» EXERCISE GOAL
Without skipping anything, write out each record below exactly.

» INPUT DATA
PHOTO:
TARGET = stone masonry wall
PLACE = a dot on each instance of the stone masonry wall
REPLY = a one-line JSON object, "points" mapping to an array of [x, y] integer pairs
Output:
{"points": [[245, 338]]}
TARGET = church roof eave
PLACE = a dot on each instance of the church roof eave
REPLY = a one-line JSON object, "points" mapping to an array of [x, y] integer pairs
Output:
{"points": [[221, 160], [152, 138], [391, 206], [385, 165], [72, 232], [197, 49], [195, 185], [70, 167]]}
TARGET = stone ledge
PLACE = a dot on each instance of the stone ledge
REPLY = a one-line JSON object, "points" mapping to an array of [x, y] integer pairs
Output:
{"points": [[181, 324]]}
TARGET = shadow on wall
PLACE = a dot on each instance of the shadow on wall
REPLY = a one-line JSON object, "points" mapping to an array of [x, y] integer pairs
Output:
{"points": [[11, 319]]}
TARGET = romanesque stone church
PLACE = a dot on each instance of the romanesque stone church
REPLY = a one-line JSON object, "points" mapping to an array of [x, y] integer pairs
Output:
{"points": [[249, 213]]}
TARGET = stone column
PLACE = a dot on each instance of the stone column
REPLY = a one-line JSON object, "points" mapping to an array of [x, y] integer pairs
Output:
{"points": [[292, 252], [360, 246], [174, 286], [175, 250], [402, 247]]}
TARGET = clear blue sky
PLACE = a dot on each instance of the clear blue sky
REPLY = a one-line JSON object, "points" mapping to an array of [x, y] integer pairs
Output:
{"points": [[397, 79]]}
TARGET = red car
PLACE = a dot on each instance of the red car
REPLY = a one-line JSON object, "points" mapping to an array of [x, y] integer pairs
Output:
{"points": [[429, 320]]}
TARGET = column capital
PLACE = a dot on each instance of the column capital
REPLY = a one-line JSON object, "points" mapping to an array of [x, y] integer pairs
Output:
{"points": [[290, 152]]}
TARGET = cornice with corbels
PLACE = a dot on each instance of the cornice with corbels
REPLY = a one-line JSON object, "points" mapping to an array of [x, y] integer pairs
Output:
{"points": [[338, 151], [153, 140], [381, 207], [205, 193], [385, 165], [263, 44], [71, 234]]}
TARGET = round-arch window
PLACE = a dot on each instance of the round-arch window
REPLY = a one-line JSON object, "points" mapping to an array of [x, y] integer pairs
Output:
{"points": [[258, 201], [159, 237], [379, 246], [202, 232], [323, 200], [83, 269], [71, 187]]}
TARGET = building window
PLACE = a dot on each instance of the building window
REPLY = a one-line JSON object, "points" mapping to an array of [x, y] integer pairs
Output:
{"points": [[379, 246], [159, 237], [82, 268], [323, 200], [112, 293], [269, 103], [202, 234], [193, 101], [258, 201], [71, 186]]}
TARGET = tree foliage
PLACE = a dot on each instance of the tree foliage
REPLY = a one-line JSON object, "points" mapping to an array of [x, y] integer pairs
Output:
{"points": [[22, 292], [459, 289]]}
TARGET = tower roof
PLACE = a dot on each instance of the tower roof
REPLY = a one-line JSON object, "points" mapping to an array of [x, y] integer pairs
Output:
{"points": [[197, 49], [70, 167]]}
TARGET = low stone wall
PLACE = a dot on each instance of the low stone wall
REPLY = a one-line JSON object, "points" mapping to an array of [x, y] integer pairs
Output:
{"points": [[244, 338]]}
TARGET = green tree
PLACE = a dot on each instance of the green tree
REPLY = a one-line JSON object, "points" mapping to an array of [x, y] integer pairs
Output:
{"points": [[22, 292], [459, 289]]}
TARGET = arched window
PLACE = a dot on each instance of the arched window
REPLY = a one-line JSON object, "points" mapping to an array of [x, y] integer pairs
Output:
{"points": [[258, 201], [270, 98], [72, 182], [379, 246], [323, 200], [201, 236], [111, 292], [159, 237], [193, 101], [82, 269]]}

» COMPLETED EXERCISE
PHOTO:
TARGET = stone masonry wall
PLACE = a dot on each instance of the stone masonry wall
REPLY = a one-line JSON object, "points" mapping to an array of [x, y] integer pairs
Output:
{"points": [[245, 338]]}
TARGET = church roof eave
PLACE = a dot on each instance of the church roof eave
REPLY = a one-line JSON object, "points" mapping to an array of [x, y] integer pairs
Output:
{"points": [[221, 160], [152, 138], [391, 206], [385, 165], [72, 232], [197, 49], [195, 185], [70, 167]]}
TARGET = stone ledge
PLACE = a dot on each instance of the stone ledge
REPLY = a one-line JSON object, "points" mapping to an array of [x, y] integer pairs
Output:
{"points": [[181, 324]]}
TARGET = shadow on wall
PLACE = a dot on each instance of the shadow on wall
REPLY = a one-line JSON object, "points" mapping to an array of [x, y] integer pairs
Output:
{"points": [[11, 319]]}
TARGET = romanesque stone church
PLACE = a dot on each instance of the romanesque stone church
REPLY = a one-line JSON object, "points" mapping to an array of [x, y] integer pairs
Output:
{"points": [[249, 213]]}
TARGET = stone column
PLACE = a dot on each instance of the stone column
REPLY = a one-line JSON object, "points" mapping to an array of [x, y] integer pairs
Output:
{"points": [[292, 252], [360, 246], [174, 286], [175, 250], [402, 247]]}
TARGET = clear blue sky
PLACE = a dot on each instance of the clear blue sky
REPLY = a one-line JSON object, "points" mapping to an array of [x, y] integer pairs
Output:
{"points": [[397, 79]]}
TARGET = red car
PLACE = a dot on each instance of the red car
REPLY = a one-line JSON object, "points" mapping to an array of [x, y] integer pairs
Output:
{"points": [[429, 320]]}
TARGET = column capital
PLACE = a dot on each instance of the column capital
REPLY = a one-line JSON object, "points" mapping to an array of [x, y] integer pairs
Output:
{"points": [[290, 152]]}
TARGET = cornice with corbels
PLACE = a dot on each instance of the cornice with corbels
REPLY = a one-line JSON object, "points" mapping to an array of [x, y] integer pairs
Output:
{"points": [[338, 151], [153, 140], [381, 207], [205, 193], [385, 165], [263, 44], [71, 234]]}
TARGET = round-arch window
PLACE = a dot on each instance of the round-arch window
REPLY = a one-line JSON object, "points" mapping to an array of [x, y] integer pairs
Output:
{"points": [[258, 201], [159, 237], [379, 246], [202, 232], [323, 200], [83, 269], [71, 187]]}
TARGET = building window
PLACE = a dot on each instance of the building window
REPLY = a one-line JSON object, "points" mapping to an array of [x, y] integer pairs
Output:
{"points": [[379, 246], [159, 237], [82, 268], [323, 200], [112, 293], [269, 103], [202, 234], [193, 101], [258, 201], [71, 186]]}
TARGET = tree foliage
PLACE = a dot on each instance of the tree foliage
REPLY = a one-line JSON object, "points" mapping to an array of [x, y] integer pairs
Output:
{"points": [[22, 292], [459, 289]]}
TARGET = tower roof
PLACE = a dot on each instance of the tower roof
REPLY = a one-line JSON object, "points" mapping to an array of [x, y] integer pairs
Output:
{"points": [[197, 49], [70, 167]]}
TARGET = low stone wall
PLACE = a dot on each instance of the low stone wall
REPLY = a one-line JSON object, "points" mapping to an array of [x, y] integer pairs
Output:
{"points": [[244, 338]]}
TARGET = green tree
PLACE = a dot on each instance of the green tree
REPLY = a one-line JSON object, "points" mapping to an array of [x, y] integer pairs
Output:
{"points": [[22, 292], [459, 289]]}
TARGET = arched window
PLACE = a dot on each instance of the arched window
REPLY = a one-line JSON object, "points" mapping to an array of [x, y] integer pairs
Output:
{"points": [[258, 201], [270, 98], [72, 182], [379, 246], [323, 200], [201, 236], [111, 292], [159, 237], [193, 101], [82, 269]]}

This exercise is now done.